• **Task brief**: Go through the data and tally the lines that include "white". The reply is that number alone.

***

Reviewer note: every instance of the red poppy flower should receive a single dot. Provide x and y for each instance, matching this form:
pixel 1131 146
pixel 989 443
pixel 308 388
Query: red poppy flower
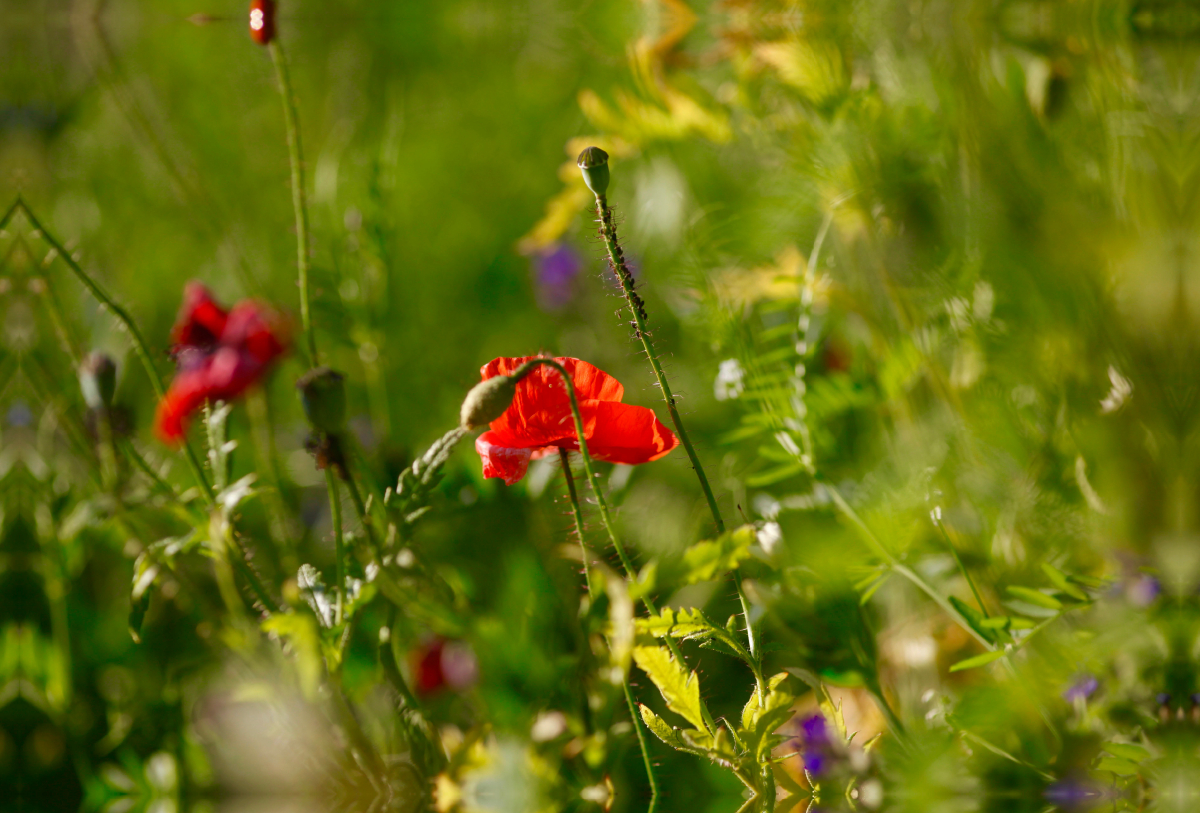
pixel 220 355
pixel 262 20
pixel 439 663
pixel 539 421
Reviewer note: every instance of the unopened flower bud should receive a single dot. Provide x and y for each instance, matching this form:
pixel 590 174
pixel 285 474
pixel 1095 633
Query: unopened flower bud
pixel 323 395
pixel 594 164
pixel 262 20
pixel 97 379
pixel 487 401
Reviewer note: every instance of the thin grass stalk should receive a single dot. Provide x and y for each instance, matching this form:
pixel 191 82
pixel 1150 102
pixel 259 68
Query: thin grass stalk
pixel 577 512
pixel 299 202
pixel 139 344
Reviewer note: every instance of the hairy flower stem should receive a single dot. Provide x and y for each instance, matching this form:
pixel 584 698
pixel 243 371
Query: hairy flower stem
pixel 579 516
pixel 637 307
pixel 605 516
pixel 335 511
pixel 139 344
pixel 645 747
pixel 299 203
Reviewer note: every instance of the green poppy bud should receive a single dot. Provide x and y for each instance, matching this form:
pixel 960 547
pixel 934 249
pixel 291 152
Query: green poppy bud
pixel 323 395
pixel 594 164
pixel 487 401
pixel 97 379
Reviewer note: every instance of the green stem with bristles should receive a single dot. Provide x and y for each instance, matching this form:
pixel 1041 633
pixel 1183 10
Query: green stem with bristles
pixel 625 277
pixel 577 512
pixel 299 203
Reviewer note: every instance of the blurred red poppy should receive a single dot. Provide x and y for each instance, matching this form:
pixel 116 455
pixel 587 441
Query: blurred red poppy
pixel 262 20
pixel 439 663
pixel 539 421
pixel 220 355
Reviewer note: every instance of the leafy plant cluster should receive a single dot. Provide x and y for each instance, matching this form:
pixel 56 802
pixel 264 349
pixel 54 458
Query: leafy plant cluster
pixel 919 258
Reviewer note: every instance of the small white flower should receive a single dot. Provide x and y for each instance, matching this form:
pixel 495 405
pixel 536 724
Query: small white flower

***

• **Solution to this exercise**: 2